§ What you need to do
Copy word for word the lines from the one containing "Place a marker on every instance of the black" through the one containing "Target: glass shower enclosure", including both of those lines.

§ Data to use
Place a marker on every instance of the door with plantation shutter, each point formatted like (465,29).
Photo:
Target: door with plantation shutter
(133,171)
...
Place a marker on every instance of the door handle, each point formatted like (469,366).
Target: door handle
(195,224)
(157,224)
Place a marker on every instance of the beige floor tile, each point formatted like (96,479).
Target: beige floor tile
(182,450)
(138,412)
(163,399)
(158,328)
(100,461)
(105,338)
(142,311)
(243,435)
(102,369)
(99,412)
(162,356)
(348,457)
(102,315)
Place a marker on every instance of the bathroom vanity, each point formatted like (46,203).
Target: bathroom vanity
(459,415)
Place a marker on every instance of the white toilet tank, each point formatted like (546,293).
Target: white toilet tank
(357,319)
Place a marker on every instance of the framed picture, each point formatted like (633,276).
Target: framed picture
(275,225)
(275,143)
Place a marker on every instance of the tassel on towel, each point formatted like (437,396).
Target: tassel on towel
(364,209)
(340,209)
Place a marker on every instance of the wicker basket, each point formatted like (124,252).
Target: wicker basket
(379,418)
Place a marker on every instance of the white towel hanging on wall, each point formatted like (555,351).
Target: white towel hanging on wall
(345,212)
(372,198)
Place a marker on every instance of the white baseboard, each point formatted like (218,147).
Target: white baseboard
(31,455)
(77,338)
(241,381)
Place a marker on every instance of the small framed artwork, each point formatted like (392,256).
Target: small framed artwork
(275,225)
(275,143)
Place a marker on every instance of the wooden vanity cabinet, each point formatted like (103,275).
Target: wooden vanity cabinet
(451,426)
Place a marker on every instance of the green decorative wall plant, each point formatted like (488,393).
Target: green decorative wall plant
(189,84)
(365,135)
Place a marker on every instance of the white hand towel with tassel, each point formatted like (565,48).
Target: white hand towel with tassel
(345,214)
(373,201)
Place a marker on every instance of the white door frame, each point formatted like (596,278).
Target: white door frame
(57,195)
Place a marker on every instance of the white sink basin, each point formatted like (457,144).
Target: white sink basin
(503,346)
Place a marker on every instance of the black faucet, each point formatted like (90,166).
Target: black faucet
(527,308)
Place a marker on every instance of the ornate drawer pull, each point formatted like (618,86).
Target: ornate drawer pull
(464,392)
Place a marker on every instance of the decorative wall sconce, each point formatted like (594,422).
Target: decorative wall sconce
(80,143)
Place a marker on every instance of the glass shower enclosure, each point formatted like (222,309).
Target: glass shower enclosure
==
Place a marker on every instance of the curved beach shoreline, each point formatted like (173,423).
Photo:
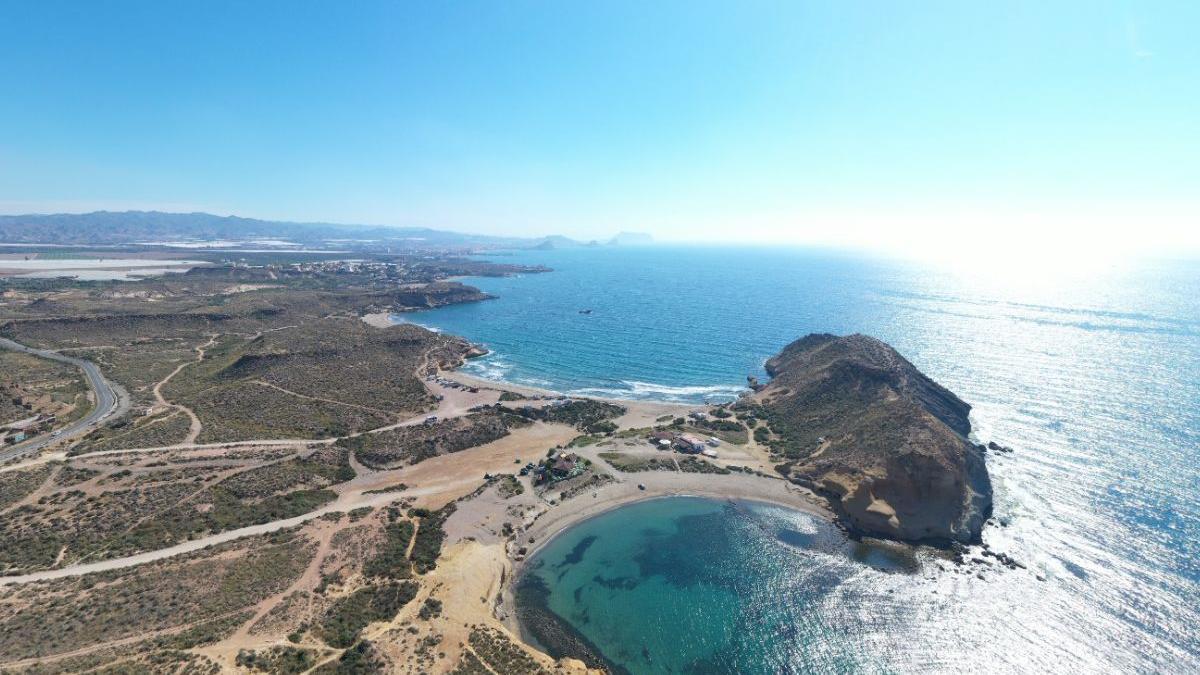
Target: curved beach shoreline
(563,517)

§ Finished task
Place a marker on every instance of the black faucet, each point formatted like (90,166).
Target: black faucet
(527,308)
Place a marker on every instance of the ornate drawer pull, each point formatted like (618,86).
Target: ornate drawer pull
(464,392)
Place a marker on every instance of the decorative wall sconce, each point formatted like (594,422).
Target: decorative wall sconce
(80,143)
Place a marker on every instance of the glass shower enclosure, each point formatted like (222,309).
Target: glass shower enclosure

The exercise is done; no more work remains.